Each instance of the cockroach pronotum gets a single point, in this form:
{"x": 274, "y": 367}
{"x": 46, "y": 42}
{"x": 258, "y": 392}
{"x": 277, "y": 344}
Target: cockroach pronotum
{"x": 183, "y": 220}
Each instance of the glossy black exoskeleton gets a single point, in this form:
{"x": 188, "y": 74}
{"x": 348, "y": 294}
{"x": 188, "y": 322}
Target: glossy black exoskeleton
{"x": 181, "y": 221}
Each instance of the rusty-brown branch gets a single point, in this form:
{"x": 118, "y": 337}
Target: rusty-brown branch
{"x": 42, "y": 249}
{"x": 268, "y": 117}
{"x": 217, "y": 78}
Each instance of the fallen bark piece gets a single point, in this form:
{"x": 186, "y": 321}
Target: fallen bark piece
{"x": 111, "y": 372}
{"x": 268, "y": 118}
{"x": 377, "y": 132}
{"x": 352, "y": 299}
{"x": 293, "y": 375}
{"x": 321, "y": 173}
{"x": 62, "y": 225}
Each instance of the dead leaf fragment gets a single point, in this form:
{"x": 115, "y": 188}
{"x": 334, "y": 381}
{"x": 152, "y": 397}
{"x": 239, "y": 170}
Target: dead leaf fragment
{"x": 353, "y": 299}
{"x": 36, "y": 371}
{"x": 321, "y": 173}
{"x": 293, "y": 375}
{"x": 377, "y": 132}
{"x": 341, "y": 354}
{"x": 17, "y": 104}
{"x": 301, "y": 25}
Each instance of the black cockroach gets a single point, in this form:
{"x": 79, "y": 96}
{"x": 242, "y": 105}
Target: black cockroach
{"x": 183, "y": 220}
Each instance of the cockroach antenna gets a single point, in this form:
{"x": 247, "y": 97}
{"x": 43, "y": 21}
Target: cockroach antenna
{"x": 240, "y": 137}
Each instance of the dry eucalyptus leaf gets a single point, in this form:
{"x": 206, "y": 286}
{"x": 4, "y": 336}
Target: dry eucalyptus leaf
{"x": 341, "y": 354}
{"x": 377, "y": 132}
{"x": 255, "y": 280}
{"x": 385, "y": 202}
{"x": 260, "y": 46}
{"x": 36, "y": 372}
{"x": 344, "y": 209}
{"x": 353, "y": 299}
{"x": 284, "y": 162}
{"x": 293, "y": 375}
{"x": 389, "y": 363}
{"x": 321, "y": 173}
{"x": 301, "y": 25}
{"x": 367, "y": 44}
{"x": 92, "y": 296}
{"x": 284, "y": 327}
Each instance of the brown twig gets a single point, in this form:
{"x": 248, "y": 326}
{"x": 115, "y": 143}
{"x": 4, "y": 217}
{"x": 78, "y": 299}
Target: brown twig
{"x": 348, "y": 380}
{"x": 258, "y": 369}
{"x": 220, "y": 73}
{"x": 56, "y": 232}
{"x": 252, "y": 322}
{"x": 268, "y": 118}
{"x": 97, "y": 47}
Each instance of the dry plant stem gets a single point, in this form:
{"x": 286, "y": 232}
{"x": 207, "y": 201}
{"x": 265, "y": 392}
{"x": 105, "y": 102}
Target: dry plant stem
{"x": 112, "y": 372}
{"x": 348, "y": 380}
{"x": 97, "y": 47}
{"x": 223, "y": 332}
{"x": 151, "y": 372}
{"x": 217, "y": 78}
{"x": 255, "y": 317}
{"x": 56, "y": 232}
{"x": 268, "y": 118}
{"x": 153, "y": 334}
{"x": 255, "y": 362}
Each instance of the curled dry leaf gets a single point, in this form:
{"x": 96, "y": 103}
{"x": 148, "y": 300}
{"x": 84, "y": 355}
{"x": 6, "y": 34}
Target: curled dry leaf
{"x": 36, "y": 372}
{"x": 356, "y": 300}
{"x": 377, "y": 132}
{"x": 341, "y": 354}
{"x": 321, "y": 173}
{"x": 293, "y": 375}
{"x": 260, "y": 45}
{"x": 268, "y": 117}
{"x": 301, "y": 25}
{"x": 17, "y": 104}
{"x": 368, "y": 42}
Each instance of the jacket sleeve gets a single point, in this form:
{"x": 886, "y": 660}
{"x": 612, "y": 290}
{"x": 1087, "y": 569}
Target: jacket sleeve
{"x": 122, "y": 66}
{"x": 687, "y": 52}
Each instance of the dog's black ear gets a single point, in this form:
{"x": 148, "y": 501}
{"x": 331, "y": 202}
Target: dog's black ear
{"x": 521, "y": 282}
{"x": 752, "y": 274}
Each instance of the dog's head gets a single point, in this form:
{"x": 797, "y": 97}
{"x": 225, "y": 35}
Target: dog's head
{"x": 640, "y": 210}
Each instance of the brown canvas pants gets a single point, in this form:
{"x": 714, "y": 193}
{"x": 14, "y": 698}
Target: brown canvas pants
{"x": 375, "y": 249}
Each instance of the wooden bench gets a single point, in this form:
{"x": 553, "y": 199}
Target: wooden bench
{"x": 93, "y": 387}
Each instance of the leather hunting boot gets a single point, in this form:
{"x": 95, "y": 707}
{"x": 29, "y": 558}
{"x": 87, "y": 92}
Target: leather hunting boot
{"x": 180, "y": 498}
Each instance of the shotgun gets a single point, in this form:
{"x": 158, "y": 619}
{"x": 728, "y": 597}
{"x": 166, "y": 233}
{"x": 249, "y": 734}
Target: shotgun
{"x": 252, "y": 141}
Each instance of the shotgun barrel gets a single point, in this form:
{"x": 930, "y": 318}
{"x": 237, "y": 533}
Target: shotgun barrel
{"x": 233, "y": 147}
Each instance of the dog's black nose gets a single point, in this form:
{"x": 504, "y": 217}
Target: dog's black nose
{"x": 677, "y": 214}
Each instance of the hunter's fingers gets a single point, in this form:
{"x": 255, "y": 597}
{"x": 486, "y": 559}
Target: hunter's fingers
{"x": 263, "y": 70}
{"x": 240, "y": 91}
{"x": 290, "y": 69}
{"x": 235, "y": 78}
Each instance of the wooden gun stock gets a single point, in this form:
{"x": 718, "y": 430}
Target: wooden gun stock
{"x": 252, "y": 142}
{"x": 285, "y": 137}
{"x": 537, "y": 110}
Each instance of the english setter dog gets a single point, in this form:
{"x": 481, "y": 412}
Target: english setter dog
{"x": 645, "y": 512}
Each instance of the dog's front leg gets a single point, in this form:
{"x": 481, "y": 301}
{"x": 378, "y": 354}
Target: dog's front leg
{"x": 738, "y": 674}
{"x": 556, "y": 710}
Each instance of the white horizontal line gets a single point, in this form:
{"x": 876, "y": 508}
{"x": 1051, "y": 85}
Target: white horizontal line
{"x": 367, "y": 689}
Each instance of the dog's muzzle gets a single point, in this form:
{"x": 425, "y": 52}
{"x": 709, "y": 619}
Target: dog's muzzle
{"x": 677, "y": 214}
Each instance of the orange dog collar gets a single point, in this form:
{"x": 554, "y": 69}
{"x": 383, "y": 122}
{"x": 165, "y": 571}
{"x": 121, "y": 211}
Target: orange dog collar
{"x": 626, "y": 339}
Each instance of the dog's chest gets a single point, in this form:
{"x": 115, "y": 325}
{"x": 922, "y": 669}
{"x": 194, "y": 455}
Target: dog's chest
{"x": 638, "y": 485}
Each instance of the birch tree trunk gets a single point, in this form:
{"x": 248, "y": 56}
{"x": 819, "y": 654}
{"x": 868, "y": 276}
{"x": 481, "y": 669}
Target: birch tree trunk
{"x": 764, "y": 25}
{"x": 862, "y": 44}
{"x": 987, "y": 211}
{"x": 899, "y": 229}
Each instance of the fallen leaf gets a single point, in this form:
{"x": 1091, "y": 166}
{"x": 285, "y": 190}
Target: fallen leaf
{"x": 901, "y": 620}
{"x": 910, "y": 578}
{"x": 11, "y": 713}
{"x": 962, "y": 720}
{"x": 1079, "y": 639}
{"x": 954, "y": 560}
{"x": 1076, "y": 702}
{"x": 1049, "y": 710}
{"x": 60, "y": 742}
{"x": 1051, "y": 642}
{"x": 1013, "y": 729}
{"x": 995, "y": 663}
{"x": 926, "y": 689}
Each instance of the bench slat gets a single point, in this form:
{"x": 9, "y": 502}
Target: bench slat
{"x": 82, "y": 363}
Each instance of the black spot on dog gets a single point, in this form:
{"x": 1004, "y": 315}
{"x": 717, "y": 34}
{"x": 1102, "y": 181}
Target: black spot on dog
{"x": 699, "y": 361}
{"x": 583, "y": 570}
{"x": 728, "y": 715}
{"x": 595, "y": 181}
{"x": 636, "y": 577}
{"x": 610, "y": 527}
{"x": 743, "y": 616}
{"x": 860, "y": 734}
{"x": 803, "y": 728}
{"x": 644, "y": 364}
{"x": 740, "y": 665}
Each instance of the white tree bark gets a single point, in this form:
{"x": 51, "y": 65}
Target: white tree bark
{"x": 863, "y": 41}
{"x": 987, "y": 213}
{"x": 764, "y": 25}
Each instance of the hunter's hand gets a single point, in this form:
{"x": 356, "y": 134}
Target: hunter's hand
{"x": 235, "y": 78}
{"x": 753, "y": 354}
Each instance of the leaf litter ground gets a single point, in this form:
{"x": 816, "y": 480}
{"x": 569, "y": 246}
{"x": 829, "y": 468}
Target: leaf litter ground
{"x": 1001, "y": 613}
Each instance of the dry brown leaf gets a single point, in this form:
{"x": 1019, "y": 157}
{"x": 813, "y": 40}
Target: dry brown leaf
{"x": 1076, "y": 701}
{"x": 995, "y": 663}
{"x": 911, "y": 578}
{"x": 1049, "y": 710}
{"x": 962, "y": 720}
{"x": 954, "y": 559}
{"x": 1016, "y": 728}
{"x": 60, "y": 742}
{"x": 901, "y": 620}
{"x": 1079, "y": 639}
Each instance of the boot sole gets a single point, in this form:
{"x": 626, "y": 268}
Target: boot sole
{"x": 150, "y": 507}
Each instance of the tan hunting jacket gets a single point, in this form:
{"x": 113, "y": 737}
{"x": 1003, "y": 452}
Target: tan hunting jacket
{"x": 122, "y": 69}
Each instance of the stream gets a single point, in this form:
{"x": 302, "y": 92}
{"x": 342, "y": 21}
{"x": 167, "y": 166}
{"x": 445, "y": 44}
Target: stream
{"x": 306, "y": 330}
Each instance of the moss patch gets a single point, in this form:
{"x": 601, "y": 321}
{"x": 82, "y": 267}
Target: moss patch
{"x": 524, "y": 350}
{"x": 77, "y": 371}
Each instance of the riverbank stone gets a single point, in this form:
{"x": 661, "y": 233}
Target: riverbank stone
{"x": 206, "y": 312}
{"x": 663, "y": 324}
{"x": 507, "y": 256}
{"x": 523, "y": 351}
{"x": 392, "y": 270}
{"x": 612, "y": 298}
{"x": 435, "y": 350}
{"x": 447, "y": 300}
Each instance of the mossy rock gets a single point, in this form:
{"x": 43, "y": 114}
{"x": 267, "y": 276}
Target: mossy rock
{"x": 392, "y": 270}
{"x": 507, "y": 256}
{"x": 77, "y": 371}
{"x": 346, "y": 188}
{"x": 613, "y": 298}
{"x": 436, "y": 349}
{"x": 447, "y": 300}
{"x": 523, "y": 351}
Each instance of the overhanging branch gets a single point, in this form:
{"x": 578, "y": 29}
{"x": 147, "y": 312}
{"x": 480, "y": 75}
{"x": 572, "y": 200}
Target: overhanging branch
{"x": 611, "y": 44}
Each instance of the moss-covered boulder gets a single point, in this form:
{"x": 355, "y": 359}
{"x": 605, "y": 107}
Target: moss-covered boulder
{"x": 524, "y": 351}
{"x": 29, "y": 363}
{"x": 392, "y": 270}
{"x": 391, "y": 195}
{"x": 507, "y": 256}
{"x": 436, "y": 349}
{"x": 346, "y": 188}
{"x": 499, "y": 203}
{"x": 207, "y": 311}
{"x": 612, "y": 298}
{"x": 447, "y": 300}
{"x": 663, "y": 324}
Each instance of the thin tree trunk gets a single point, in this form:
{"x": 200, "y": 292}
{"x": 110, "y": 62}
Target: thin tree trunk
────
### Goal of the exercise
Write out exactly the lines from the line holding "Each instance of the overhanging" through the last line of the data, and nothing besides those lines.

### Solution to the exercise
Each instance of the overhanging branch gets a single point, in this form:
{"x": 578, "y": 29}
{"x": 147, "y": 312}
{"x": 480, "y": 75}
{"x": 572, "y": 200}
Target: overhanging branch
{"x": 611, "y": 44}
Each instance of the moss-covered boulder gets a single point, in this form:
{"x": 355, "y": 359}
{"x": 605, "y": 107}
Target: moss-covered boulder
{"x": 524, "y": 351}
{"x": 29, "y": 363}
{"x": 392, "y": 270}
{"x": 391, "y": 195}
{"x": 507, "y": 256}
{"x": 436, "y": 349}
{"x": 346, "y": 188}
{"x": 499, "y": 203}
{"x": 207, "y": 311}
{"x": 612, "y": 298}
{"x": 447, "y": 300}
{"x": 663, "y": 324}
Each instance of the thin tree trunk gets a single point, in this form:
{"x": 200, "y": 292}
{"x": 110, "y": 62}
Target: thin tree trunk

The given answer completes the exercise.